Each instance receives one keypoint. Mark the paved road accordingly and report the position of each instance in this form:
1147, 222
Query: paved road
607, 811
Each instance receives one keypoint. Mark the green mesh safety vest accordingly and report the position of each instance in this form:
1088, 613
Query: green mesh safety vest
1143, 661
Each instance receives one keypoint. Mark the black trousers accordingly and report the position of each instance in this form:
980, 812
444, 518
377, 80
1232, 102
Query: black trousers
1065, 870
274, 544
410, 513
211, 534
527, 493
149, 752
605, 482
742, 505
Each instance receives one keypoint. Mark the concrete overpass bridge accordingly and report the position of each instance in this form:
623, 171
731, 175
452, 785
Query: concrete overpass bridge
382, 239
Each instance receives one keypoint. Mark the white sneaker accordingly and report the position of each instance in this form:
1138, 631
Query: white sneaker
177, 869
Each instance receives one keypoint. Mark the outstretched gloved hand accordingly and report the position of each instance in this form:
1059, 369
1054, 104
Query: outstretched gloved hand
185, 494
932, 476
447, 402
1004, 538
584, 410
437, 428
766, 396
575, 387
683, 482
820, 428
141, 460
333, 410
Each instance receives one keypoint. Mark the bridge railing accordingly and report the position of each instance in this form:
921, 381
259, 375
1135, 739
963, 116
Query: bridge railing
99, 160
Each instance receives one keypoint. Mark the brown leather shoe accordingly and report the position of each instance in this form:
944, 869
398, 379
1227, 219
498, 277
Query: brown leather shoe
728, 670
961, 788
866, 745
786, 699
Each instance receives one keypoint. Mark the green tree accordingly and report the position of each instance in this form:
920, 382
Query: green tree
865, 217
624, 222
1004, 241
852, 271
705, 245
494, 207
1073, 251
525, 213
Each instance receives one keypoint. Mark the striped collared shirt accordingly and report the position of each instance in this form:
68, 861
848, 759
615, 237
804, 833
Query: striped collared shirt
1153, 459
○ ○ ○ ○ ○ ○ ○
Assignment =
Retype all of the data shown above, word for word.

Result below =
Each instance receives one keypoint. Mark the paved road accordingly and report the position of each instance in this form:
1147, 222
Query: paved road
607, 811
Each instance receives one keypoint. Mark the green mesh safety vest accordingly and report the position of each instance in this form:
1088, 613
Query: green mesh safety vest
1143, 661
Each instance receives one keypoint. Mark the black trousers accordingly and report the position of each instance in this form:
980, 812
444, 518
377, 80
1232, 102
Query: black trousers
1065, 870
274, 544
410, 513
211, 534
527, 493
149, 752
605, 482
742, 505
Each instance receives one keypoint. Mark the concrete overpass bridge accordingly and report the position of each instance in this form:
623, 171
731, 175
452, 785
Query: concrete overpass bridge
382, 239
Each instance receives one keypoint. Mark the white sneaker accordingly and report the position of each instance in this form:
1138, 631
Query: white sneaker
177, 869
Each instance receives one keypoint. Mark the outstretched gloved hand accordingly and report the position of each instance in this form:
1059, 369
1054, 104
Query: outstretched gloved hand
185, 494
932, 476
447, 402
1004, 538
584, 410
437, 428
766, 396
575, 387
683, 482
820, 428
141, 460
333, 410
Each instance receives one keypoint. Mark the bridge railing accordingly and report the position of each instance in this form:
921, 381
259, 375
1135, 739
963, 116
Query: bridge railing
99, 160
Each instance receives one keypoint. Mark the brown leather shoe accordingly and report the position of each instance in this form:
944, 869
398, 379
1227, 219
498, 277
Query: brown leather shoe
728, 670
961, 788
866, 745
786, 699
Each instance receives one keypoint. Mark the green tree accordingly and report the position of each instance in this form:
920, 382
Query: green tree
865, 217
624, 222
1004, 241
852, 271
705, 245
494, 207
1073, 251
525, 213
Each instance receives one keypoint. Mark the striped collared shirt accordingly and report the position of each instance in this form:
68, 861
848, 759
615, 237
804, 833
Query: striped collared shirt
1153, 459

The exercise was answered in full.